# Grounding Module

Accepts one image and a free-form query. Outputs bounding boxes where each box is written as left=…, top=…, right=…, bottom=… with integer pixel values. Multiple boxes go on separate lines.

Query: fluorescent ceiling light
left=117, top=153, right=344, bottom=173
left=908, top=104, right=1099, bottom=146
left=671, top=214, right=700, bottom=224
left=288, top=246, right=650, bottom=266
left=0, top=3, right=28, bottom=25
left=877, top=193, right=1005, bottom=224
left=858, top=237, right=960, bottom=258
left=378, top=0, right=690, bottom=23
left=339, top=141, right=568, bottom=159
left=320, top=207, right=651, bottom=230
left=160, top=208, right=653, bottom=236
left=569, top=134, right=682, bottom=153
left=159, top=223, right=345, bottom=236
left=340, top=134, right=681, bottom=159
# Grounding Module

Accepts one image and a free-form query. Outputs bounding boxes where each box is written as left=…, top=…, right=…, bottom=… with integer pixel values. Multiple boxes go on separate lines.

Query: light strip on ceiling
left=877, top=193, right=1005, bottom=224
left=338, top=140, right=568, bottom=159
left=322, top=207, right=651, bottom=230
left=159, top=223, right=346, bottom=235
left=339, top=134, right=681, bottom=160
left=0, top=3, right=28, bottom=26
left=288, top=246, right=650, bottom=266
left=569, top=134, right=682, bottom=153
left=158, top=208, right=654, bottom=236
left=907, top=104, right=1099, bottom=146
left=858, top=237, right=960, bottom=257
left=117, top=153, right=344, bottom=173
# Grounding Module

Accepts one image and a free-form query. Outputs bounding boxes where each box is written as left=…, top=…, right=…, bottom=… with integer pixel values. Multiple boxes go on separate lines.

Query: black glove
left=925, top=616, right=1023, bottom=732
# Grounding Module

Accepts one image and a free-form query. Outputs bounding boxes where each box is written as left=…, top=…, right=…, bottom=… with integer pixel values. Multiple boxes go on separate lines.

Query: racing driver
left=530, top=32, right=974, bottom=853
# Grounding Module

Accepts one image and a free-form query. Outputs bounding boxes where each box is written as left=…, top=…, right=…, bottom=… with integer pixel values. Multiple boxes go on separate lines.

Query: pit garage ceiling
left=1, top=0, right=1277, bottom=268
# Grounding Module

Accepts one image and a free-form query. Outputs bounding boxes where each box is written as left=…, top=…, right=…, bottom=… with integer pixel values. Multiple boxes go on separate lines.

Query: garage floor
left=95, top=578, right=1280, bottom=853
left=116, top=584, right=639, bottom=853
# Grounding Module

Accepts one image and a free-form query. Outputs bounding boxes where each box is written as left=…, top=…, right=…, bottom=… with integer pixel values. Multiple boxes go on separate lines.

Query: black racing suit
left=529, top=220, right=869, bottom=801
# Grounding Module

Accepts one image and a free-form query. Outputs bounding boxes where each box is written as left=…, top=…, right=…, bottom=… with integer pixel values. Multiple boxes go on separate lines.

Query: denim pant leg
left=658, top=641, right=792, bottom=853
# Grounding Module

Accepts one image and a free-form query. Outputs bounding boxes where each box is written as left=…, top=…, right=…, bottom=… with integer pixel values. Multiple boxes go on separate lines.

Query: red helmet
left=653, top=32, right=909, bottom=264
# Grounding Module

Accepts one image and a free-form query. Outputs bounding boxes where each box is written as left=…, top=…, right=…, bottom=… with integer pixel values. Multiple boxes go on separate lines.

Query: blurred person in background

** What the task asks **
Transcribe all the entries, keeping each one exactly as it is.

** Reply **
# Grounding Module

Accepts one image and a free-form query. Outputs bounding boxes where each box is written as left=…, top=…, right=…, bottom=… with integer pixel values. Multiple boxes go on separate lines.

Query: fluorescent ceiling light
left=117, top=153, right=344, bottom=173
left=908, top=104, right=1099, bottom=146
left=671, top=214, right=700, bottom=224
left=288, top=246, right=650, bottom=266
left=0, top=3, right=28, bottom=25
left=877, top=193, right=1005, bottom=224
left=858, top=237, right=960, bottom=258
left=378, top=0, right=690, bottom=23
left=339, top=141, right=568, bottom=159
left=320, top=207, right=651, bottom=230
left=160, top=208, right=653, bottom=236
left=569, top=134, right=682, bottom=153
left=159, top=223, right=345, bottom=236
left=340, top=134, right=681, bottom=159
# Grounding Module

Accepts one image and a free-form query. Outputs bounding boxes where each box is written as left=…, top=…, right=…, bottom=… with integer pixel values. Multiple boxes go on separate lines.

Query: light strip on ceiling
left=877, top=193, right=1005, bottom=224
left=338, top=140, right=568, bottom=159
left=322, top=207, right=651, bottom=230
left=159, top=223, right=346, bottom=235
left=339, top=134, right=681, bottom=160
left=0, top=3, right=28, bottom=26
left=288, top=246, right=650, bottom=266
left=569, top=134, right=682, bottom=153
left=158, top=208, right=654, bottom=236
left=907, top=104, right=1099, bottom=146
left=858, top=237, right=960, bottom=257
left=117, top=153, right=344, bottom=173
# Grounding Module

Accepts one image and a free-form query. Outputs bounding boxes where each box is written as left=…, top=…, right=…, bottom=… with integer pixel values. Multiple boxes go on separate lines.

Query: black glove
left=925, top=616, right=1023, bottom=732
# Grounding Module

Accepts one image and a free-form query. Outputs bounding boxes where each box is written as left=…, top=…, right=…, bottom=… with integer pixel values. Multiple boxes go on separate lines.

Query: racing driver
left=530, top=32, right=974, bottom=853
# Grounding Module

Accepts one image and a free-form query. Outputs bounding boxes where each box is written as left=…, top=…, right=…, bottom=… with integer pixel values. Multiple boxes go on separate lines.

Query: pit garage ceiling
left=1, top=0, right=1277, bottom=268
# Grounding Module

Accepts one image and a free-form query. Outputs bounding boxes where each box is written as left=…, top=…, right=…, bottom=… with integer pixel values. Multiple boxes go on separate lines.

Query: garage floor
left=95, top=578, right=1280, bottom=853
left=116, top=584, right=639, bottom=853
# Grounding Module

Accepts one image and a free-form query. Outputs bounding boxes where each box is written as left=…, top=…, right=…, bottom=… with integer pixel values. Multiple boxes go on separate lines.

Query: black racing suit
left=529, top=220, right=869, bottom=801
# Grounding Module

Accepts one image and a free-form query. Outputs bounding boxes where each box is written as left=…, top=…, right=…, bottom=… with integer pixel values. Multiple boxes go on separate lines.

Query: denim pant leg
left=658, top=641, right=792, bottom=853
# Grounding Module

Accepts one image and a free-form query. Outputs bounding boxes where each box is written as left=…, top=…, right=…, bottom=… with integer pixel values. Multiple boxes go on separate lines.

Query: red helmet
left=653, top=32, right=909, bottom=264
# Grounding Module

Accepts one image and a free-form query. Outputs bounding boxes where each box is written as left=…, top=…, right=…, bottom=… with integer pixel values. Multiple boxes go on separate lines.

Query: blurred person in background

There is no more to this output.